Required task:
Reproduce the material below word for word, leaving out the pictures.
★ ★ ★ ★
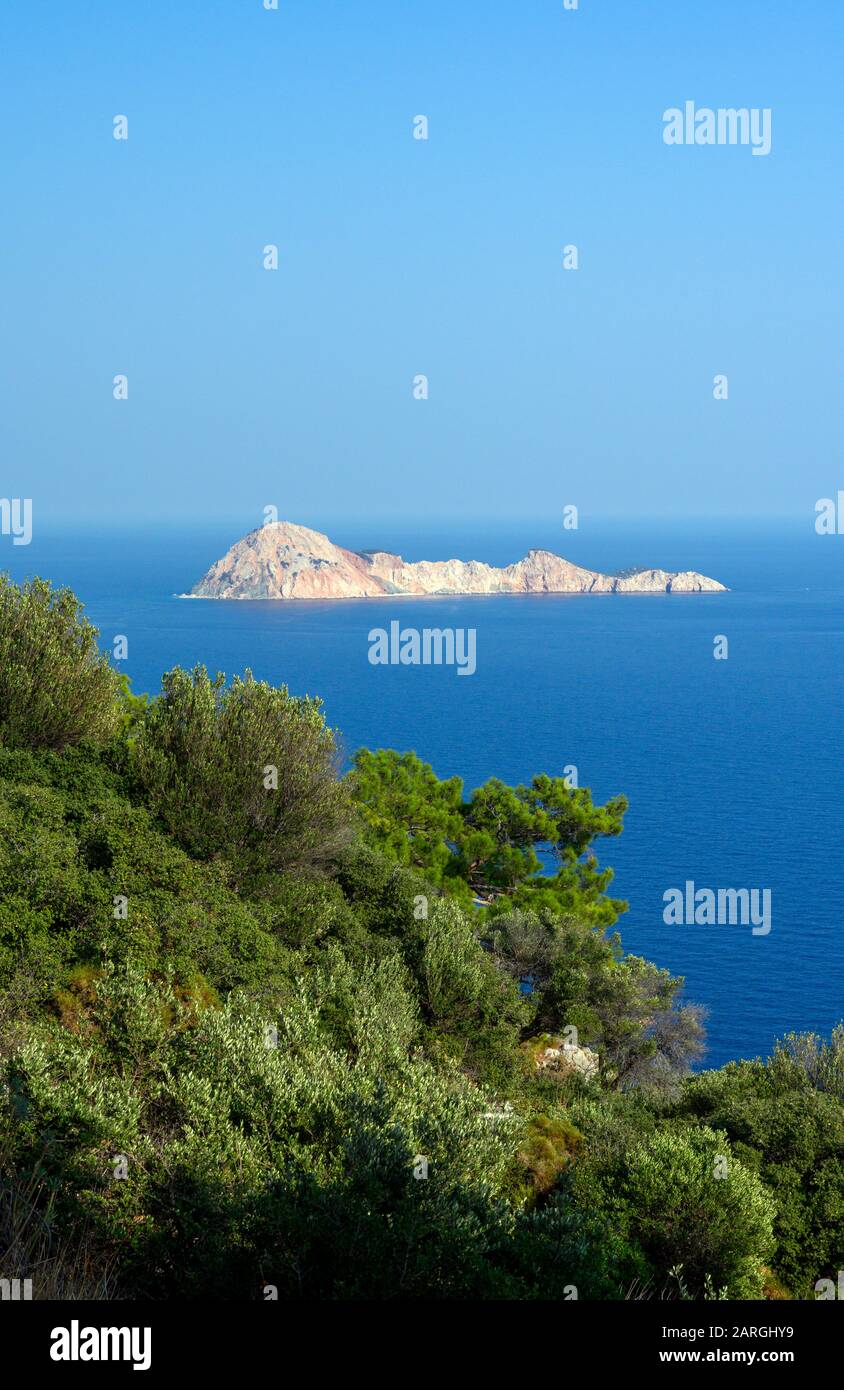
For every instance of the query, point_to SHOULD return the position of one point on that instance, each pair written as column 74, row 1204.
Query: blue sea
column 733, row 767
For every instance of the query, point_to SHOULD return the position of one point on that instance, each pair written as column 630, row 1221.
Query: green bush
column 56, row 685
column 244, row 772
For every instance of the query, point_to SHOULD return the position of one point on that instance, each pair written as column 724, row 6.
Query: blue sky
column 399, row 256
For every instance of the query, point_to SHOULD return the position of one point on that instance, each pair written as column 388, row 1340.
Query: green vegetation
column 263, row 1025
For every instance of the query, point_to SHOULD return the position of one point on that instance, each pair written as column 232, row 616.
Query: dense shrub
column 244, row 772
column 56, row 685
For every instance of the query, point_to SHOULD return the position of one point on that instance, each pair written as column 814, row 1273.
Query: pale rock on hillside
column 282, row 560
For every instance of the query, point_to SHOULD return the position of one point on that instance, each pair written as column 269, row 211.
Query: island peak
column 285, row 560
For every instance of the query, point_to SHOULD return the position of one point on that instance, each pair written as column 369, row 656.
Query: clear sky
column 401, row 257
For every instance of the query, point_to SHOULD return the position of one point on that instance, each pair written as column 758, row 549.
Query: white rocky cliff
column 282, row 560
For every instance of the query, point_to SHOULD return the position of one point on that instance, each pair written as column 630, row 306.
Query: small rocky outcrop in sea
column 282, row 560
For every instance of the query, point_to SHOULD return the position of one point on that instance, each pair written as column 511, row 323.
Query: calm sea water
column 733, row 767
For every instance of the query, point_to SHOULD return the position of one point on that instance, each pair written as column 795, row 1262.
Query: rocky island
column 282, row 560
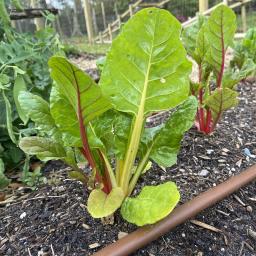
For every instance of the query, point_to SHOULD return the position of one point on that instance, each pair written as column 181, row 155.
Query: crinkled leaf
column 151, row 205
column 220, row 100
column 45, row 149
column 39, row 111
column 220, row 29
column 4, row 181
column 65, row 118
column 146, row 68
column 166, row 143
column 232, row 77
column 113, row 129
column 102, row 205
column 78, row 87
column 19, row 86
column 9, row 125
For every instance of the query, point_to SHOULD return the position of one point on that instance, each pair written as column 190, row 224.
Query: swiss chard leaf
column 45, row 149
column 151, row 205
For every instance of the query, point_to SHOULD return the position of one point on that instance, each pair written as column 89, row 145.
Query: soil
column 53, row 220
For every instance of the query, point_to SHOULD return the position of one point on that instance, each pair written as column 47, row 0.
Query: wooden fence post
column 130, row 10
column 88, row 20
column 203, row 6
column 243, row 17
column 103, row 14
column 110, row 32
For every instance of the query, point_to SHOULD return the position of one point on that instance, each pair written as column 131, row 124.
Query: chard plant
column 207, row 43
column 146, row 70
★ ★ ★ ★
Response:
For every instance of the query, point_to SHOULD return the position of one point on that instance, each pair written as column 74, row 1204.
Query: blue sea
column 733, row 767
For every instance of the query, point_to SHOULD return the position of one point on that instance, each pair written as column 630, row 1221.
Query: green bush
column 56, row 685
column 244, row 772
For every instance of the query, point_to SHOULD return the position of one point on that instance, each pair written as column 724, row 6.
Query: blue sky
column 399, row 256
For every instance of the query, point_to SHOULD return the position of one point on that instance, each pair written as column 388, row 1340.
Query: green vegetation
column 263, row 1025
For every instance of the query, point_to SHOULD return the position of one point on that instance, each pair written as column 232, row 616.
Query: dense shrub
column 244, row 772
column 56, row 685
For every instance of the query, point_to SHOULD return the position of one point on that instance, each pair written as column 814, row 1273.
Query: pale rock on hillside
column 282, row 560
For every instance of the query, point_to SHOULD return the position of one point on that instance, each pair written as column 269, row 211.
Query: island peak
column 285, row 560
For every instance of the query, point_to SHOULD return the position of one point on that instance, each pair written as column 369, row 656.
Query: clear sky
column 401, row 257
For every instance of the query, point_to SHOULD return the position of one point on that instance, each pair written as column 758, row 549.
Query: white rocky cliff
column 282, row 560
For every instance of the query, point_to SHOULD return the position of one point on that instance, each pair written as column 630, row 306.
Query: small rocky outcrop in sea
column 282, row 560
For every instance of the query, point_to SHOULD return the position of one point on that instance, each pair written as column 511, row 323.
Query: calm sea water
column 733, row 767
For every instance of the query, point_to SHOULD return the position of one point on that instance, each pair written as column 795, row 1262.
Query: rocky island
column 282, row 560
For every instance of the query, point_to SHOULD return the position of one point on that instance, each pair written as column 181, row 155.
Query: crinkled leaf
column 151, row 205
column 220, row 100
column 45, row 149
column 39, row 111
column 220, row 29
column 4, row 181
column 65, row 118
column 146, row 68
column 166, row 143
column 232, row 77
column 113, row 129
column 102, row 205
column 78, row 87
column 19, row 86
column 9, row 125
For every instance of the query, point_to SHOULD return the position of one point on that instance, each pair written as column 190, row 224.
Query: swiss chard leaf
column 45, row 149
column 151, row 205
For every instance of the query, point_to SHOULD return the position of one point on that instance, each pair written as column 89, row 145.
Query: soil
column 53, row 220
For every instance of the query, point_to SHOULD return the position of one point on that instance, each pair written as column 47, row 0.
Query: wooden fence post
column 130, row 10
column 88, row 20
column 203, row 6
column 243, row 17
column 103, row 14
column 110, row 32
For every instance of the query, point_to SHOULD return the position of one point on that instance, each pair written as column 131, row 124.
Query: chard plant
column 207, row 43
column 146, row 70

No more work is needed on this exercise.